▶ Required work:
Retype the data exactly, leaving nothing out.

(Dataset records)
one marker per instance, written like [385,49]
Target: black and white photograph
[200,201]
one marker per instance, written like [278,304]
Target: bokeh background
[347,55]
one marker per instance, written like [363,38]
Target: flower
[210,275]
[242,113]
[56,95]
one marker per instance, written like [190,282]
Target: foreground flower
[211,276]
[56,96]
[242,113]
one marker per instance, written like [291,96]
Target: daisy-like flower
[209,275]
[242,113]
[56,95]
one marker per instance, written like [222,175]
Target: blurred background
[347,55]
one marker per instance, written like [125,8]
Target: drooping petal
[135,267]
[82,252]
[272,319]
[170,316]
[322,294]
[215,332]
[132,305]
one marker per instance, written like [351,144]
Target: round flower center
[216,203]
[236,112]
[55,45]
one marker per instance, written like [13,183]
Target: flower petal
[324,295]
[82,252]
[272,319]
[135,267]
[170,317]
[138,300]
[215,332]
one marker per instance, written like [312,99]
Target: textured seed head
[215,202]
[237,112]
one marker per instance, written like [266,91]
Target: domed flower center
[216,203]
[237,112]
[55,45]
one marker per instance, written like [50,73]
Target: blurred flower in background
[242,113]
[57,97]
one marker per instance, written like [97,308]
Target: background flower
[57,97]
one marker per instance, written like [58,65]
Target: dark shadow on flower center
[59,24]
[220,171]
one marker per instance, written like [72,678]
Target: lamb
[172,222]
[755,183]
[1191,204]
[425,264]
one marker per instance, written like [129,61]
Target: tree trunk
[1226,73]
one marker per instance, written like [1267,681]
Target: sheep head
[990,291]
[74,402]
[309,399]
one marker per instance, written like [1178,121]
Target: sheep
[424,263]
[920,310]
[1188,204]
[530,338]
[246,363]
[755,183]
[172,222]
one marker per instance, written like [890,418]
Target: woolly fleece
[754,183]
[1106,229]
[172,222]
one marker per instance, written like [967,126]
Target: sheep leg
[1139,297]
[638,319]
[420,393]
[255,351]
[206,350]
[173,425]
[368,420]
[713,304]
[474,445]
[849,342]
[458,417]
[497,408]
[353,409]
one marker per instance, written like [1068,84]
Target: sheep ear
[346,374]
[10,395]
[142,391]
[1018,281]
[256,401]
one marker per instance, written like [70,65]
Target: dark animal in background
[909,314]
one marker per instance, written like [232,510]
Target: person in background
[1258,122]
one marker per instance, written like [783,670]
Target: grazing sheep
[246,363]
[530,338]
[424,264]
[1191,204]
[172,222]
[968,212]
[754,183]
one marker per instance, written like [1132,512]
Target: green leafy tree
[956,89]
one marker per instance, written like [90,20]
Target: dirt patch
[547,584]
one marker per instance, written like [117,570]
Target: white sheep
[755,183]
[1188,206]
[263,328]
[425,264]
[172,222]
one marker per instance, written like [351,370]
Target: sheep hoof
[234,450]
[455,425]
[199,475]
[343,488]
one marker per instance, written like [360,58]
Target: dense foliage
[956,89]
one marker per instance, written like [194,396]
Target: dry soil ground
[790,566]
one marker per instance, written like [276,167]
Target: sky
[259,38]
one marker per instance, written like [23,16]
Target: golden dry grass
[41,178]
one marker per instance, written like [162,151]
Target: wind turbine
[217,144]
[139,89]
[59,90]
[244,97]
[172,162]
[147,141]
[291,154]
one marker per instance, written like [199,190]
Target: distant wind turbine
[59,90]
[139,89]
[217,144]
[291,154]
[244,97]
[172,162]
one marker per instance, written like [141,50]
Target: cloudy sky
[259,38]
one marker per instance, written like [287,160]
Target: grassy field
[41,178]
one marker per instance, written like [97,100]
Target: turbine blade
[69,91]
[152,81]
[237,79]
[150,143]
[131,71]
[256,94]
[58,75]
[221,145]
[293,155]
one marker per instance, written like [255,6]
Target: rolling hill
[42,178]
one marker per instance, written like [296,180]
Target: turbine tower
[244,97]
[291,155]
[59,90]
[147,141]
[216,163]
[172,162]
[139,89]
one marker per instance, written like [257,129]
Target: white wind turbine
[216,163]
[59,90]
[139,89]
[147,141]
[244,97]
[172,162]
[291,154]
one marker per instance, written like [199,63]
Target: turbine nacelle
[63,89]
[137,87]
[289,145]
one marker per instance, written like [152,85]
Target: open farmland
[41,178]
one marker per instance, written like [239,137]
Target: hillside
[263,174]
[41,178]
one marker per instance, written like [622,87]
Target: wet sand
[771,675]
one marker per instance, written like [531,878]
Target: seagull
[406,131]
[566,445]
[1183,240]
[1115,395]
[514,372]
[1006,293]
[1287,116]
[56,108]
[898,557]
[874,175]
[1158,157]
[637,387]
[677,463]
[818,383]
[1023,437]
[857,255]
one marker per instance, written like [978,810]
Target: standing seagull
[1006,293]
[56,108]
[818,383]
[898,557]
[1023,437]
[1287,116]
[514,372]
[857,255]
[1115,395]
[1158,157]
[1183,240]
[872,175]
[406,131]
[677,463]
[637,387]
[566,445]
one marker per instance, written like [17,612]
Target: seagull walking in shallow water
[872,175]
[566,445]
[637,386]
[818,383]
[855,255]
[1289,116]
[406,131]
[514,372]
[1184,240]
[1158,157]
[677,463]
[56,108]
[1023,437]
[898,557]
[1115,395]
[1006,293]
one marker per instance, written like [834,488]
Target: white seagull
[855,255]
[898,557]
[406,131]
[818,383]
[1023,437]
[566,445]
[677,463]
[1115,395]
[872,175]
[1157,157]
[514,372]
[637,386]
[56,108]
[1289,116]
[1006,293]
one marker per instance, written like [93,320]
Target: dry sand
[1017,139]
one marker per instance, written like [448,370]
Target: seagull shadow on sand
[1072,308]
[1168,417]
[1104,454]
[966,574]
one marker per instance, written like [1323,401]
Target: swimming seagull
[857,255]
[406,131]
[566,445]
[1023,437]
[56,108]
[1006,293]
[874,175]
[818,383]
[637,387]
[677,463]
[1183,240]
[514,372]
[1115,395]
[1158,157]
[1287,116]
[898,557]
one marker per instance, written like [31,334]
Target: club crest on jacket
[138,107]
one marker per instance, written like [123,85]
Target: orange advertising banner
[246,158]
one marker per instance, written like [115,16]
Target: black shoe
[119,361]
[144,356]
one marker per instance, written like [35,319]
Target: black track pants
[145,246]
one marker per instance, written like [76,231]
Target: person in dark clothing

▶ Your response:
one marker per instance, written like [385,49]
Target: black and white photograph
[200,201]
one marker per instance, written like [278,304]
Target: bokeh background
[347,55]
one marker per instance, written like [363,38]
Target: flower
[210,275]
[242,113]
[56,95]
one marker per instance, written like [190,282]
Target: foreground flower
[211,276]
[56,96]
[242,113]
one marker per instance, written like [291,96]
Target: daisy-like flower
[209,275]
[242,113]
[56,95]
one marker per instance, written like [222,175]
Target: blurred background
[347,55]
one marker per instance, written like [125,8]
Target: drooping petal
[135,267]
[82,252]
[272,319]
[170,316]
[322,294]
[215,332]
[132,305]
one marker per instance, written like [351,144]
Target: round flower center
[216,203]
[236,112]
[55,45]
one marker per instance, written like [13,183]
Target: flower petal
[324,295]
[82,252]
[272,319]
[135,267]
[170,317]
[138,300]
[215,332]
one marker per instance, written like [312,99]
Target: textured seed head
[215,202]
[237,112]
one marker per instance, written like [266,91]
Target: domed flower center
[216,203]
[237,112]
[55,45]
one marker per instance, written like [50,73]
Target: blurred flower in background
[242,113]
[57,97]
one marker per instance, written like [97,308]
Target: background flower
[57,97]
one marker per instance, written like [58,65]
Target: dark shadow on flower center
[59,24]
[220,171]
one marker per instance, written like [72,678]
Target: lamb
[172,222]
[755,183]
[1191,204]
[425,264]
one marker per instance, written like [129,61]
Target: tree trunk
[1226,73]
one marker per instance, written like [1267,681]
Target: sheep head
[990,291]
[74,402]
[309,399]
one marker per instance, written like [1178,121]
Target: sheep
[424,263]
[920,310]
[1188,204]
[530,338]
[246,363]
[755,183]
[172,222]
one marker per instance, written like [890,418]
Target: woolly fleece
[754,183]
[1106,229]
[172,222]
one marker per instance, written like [967,126]
Target: sheep leg
[1139,297]
[638,319]
[420,393]
[255,351]
[206,350]
[173,425]
[368,420]
[713,304]
[474,445]
[849,342]
[458,417]
[497,408]
[353,409]
one marker per instance, written like [1068,84]
Target: sheep ear
[346,374]
[10,395]
[142,391]
[1018,281]
[256,401]
one marker per instance, written like [70,65]
Target: dark animal in background
[909,314]
one marker per instance, written like [232,510]
Target: person in background
[1258,122]
one marker per instance, written like [783,670]
Target: grazing sheep
[246,363]
[530,338]
[424,264]
[1191,204]
[172,222]
[968,212]
[754,183]
one marker per instance, written like [1132,512]
Target: green leafy tree
[956,89]
one marker per instance, written like [90,20]
Target: dirt patch
[547,584]
one marker per instance, written like [117,570]
Target: white sheep
[755,183]
[1188,206]
[263,328]
[425,264]
[172,222]
one marker per instance, written like [351,370]
Target: sheep hoof
[234,450]
[455,425]
[199,475]
[343,488]
one marker per instance, written like [360,58]
Target: dense foliage
[956,89]
one marker per instance, written like [194,396]
Target: dry soil ground
[790,566]
one marker per instance, written like [276,167]
Target: sky
[259,38]
one marker per instance, written like [23,16]
Target: golden dry grass
[41,178]
one marker per instance, written like [162,151]
Target: wind turbine
[217,144]
[139,89]
[59,90]
[244,97]
[172,162]
[147,141]
[291,154]
one marker per instance, written like [199,190]
Target: distant wind turbine
[59,90]
[139,89]
[217,144]
[291,154]
[244,97]
[172,162]
one marker per instance, written like [141,50]
Target: cloudy sky
[259,38]
one marker per instance, written like [287,160]
Target: grassy field
[41,178]
one marker per instance, written like [97,100]
Target: turbine blade
[69,91]
[152,81]
[237,79]
[150,143]
[131,71]
[256,94]
[58,75]
[221,145]
[293,155]
one marker per instance, written like [255,6]
Target: rolling hill
[42,178]
one marker per instance, written like [296,180]
Target: turbine tower
[244,97]
[291,155]
[59,90]
[147,141]
[216,163]
[172,162]
[139,89]
one marker per instance, written like [257,129]
Target: white wind turbine
[216,163]
[59,90]
[139,89]
[147,141]
[244,97]
[172,162]
[291,154]
one marker per instance, written like [199,63]
Target: turbine nacelle
[63,89]
[137,87]
[289,145]
one marker per instance, written like [152,85]
Target: open farmland
[41,178]
one marker per instance, written like [239,137]
Target: hillside
[263,174]
[41,178]
one marker per instance, written like [622,87]
Target: wet sand
[771,675]
one marker per instance, written like [531,878]
Target: seagull
[406,131]
[566,445]
[1183,240]
[1115,395]
[514,372]
[1006,293]
[1287,116]
[56,108]
[898,557]
[874,175]
[1158,157]
[637,387]
[677,463]
[818,383]
[1023,437]
[857,255]
one marker per instance, written like [978,810]
Target: standing seagull
[1006,293]
[56,108]
[818,383]
[898,557]
[1023,437]
[1287,116]
[514,372]
[857,255]
[1115,395]
[1158,157]
[1183,240]
[872,175]
[406,131]
[677,463]
[637,387]
[566,445]
one marker per instance, written like [17,612]
Target: seagull walking in shallow water
[872,175]
[566,445]
[637,386]
[818,383]
[855,255]
[1289,116]
[406,131]
[514,372]
[1184,240]
[1158,157]
[677,463]
[56,108]
[1023,437]
[898,557]
[1115,395]
[1006,293]
one marker per instance, written like [834,488]
Target: white seagull
[855,255]
[898,557]
[406,131]
[818,383]
[1023,437]
[566,445]
[677,463]
[1115,395]
[872,175]
[1157,157]
[514,372]
[637,386]
[56,108]
[1289,116]
[1006,293]
one marker per instance, written like [93,320]
Target: dry sand
[1017,139]
one marker per instance, written like [448,370]
Target: seagull shadow on sand
[1072,308]
[1168,417]
[1104,454]
[966,574]
one marker per instance, written like [1323,401]
Target: swimming seagull
[857,255]
[406,131]
[566,445]
[1023,437]
[56,108]
[1006,293]
[874,175]
[818,383]
[637,387]
[677,463]
[1183,240]
[514,372]
[1115,395]
[1158,157]
[1287,116]
[898,557]
one marker per instance, written like [31,334]
Target: club crest on jacket
[138,107]
one marker per instance, written like [123,85]
Target: orange advertising banner
[246,158]
one marker per instance, written like [115,16]
Target: black shoe
[119,361]
[144,356]
one marker per instance, written like [35,319]
Target: black track pants
[145,246]
one marker per instance, written like [76,231]
Target: person in dark clothing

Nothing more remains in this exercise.